• _Vorliegender Auszug_
Die neuen Wagen lösen im Frühling ihre Vorgänger ab, die über 80 Jahre auf dem Buckel haben und immer aufwändiger zu unterhalten sind. Sie können mehr Passagiere aufnehmen und bewältigen die Höhendifferenz von über 1600 Metern in 35 Minuten; sie sind damit etwas schneller als die heutigen Wagen.
Neue Wagen ermöglichen dichteren Fahrplan
Künftig werde die Zahnradbahn daher im 35-Minuten-Takt verkehren statt wie heute alle 50 Minuten, sagt Godi Koch. Der Kapazitätsausbau stehe aber nicht im Vordergrund, sagt der Direktor der Pilatus-Bahnen. «Wir wollen nicht mehr Leute auf dem Berg, aber wir wollen sie schneller und komfortabler hochbringen.»
Wir wollen nicht mehr Leute auf dem Berg, aber wir wollen sie schneller hochbringen.
Und trotz gegenwärtig unsicheren Aussichten sei er überzeugt, dass die Investitionen in die Zahnradbahn sich lohnten: «Reisen ist wichtig für die Menschen. Der Tourismus wird wieder anziehen, da bin ich mir sicher.»

• _Aufgaben_
A - Wie lange brauchen die neuen Wagen laut dem Auszug für die Höhendifferenz von über 1600 Metern?
B - Gib im Auszug den Abschnitt von „Neue Wagen ermöglichen“ bis einschließlich „sie schneller hochbringen.“ wieder und benenne dabei „Zahnradbahn“ in „Standseilbahn“ um.
Stütze dich dabei ausschließlich auf den Auszug.

• _Übungsmaterial_
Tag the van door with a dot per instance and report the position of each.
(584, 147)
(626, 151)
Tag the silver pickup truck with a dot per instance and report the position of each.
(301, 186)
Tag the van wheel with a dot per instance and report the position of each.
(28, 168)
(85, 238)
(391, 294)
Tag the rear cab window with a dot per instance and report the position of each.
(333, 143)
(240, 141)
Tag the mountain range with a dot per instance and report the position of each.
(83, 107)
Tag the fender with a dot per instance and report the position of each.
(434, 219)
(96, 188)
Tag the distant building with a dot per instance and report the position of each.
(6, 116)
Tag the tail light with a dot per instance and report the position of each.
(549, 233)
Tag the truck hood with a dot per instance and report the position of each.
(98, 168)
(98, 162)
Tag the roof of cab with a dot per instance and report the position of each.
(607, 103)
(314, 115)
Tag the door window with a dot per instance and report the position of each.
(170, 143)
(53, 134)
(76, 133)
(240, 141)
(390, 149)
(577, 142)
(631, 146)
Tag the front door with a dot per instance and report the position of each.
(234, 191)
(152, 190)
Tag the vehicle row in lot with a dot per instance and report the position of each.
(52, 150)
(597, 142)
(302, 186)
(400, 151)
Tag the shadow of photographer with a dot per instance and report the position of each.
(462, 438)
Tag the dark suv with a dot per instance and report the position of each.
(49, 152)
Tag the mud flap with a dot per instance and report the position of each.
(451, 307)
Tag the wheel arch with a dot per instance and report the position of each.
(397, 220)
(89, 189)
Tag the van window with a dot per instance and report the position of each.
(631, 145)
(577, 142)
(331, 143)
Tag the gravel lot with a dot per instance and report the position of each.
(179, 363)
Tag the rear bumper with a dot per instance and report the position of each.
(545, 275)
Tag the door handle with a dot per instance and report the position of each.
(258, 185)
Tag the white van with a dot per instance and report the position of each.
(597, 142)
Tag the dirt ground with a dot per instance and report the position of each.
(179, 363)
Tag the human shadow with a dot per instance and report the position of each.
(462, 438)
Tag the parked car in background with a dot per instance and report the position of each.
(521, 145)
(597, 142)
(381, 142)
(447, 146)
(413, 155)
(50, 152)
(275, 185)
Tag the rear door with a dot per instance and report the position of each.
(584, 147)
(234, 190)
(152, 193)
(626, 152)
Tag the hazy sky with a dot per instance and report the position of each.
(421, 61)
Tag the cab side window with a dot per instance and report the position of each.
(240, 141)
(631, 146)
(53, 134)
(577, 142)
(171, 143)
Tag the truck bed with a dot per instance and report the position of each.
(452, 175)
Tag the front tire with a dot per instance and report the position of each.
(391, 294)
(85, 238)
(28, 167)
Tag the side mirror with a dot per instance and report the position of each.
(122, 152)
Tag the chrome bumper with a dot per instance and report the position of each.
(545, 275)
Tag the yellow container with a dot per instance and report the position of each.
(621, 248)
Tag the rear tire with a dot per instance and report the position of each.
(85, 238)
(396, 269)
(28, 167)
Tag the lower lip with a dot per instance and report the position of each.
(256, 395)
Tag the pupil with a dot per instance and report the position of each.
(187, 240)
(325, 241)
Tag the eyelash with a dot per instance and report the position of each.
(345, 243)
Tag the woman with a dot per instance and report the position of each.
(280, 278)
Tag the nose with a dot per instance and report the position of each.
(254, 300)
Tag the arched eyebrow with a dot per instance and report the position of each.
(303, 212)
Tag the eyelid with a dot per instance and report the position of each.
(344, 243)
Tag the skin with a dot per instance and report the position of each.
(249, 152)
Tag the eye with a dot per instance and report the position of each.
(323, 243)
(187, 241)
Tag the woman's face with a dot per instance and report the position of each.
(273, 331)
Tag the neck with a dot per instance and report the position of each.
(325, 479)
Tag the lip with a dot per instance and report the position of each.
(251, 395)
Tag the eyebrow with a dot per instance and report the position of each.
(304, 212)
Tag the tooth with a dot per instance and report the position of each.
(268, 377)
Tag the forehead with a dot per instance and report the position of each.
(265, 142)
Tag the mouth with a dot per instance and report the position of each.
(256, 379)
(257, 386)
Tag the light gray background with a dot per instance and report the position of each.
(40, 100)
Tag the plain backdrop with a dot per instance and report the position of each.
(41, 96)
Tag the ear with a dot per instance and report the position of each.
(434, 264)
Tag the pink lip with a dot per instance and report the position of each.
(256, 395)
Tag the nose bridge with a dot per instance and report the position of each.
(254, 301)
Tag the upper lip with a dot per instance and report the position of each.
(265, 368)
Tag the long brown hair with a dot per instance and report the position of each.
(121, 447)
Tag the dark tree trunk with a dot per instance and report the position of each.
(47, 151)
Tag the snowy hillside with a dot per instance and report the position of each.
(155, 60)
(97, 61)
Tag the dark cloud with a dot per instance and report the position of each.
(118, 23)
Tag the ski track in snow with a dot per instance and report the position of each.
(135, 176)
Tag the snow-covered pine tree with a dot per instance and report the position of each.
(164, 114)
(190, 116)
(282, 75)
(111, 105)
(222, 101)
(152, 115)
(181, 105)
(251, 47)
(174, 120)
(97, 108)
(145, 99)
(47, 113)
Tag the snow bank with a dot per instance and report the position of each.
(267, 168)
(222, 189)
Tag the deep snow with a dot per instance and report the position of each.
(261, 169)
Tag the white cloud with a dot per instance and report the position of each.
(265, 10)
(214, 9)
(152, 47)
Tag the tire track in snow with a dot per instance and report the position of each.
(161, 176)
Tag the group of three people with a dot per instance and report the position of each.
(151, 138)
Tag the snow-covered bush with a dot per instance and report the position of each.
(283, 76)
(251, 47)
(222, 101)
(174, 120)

• _Lösungen_
A - 35 Minuten.

B -
Neue Wagen ermöglichen dichteren Fahrplan
Künftig werde die Standseilbahn daher im 35-Minuten-Takt verkehren statt wie heute alle 50 Minuten, sagt Godi Koch. Der Kapazitätsausbau stehe aber nicht im Vordergrund, sagt der Direktor der Pilatus-Bahnen. «Wir wollen nicht mehr Leute auf dem Berg, aber wir wollen sie schneller und komfortabler hochbringen.»
Wir wollen nicht mehr Leute auf dem Berg, aber wir wollen sie schneller hochbringen.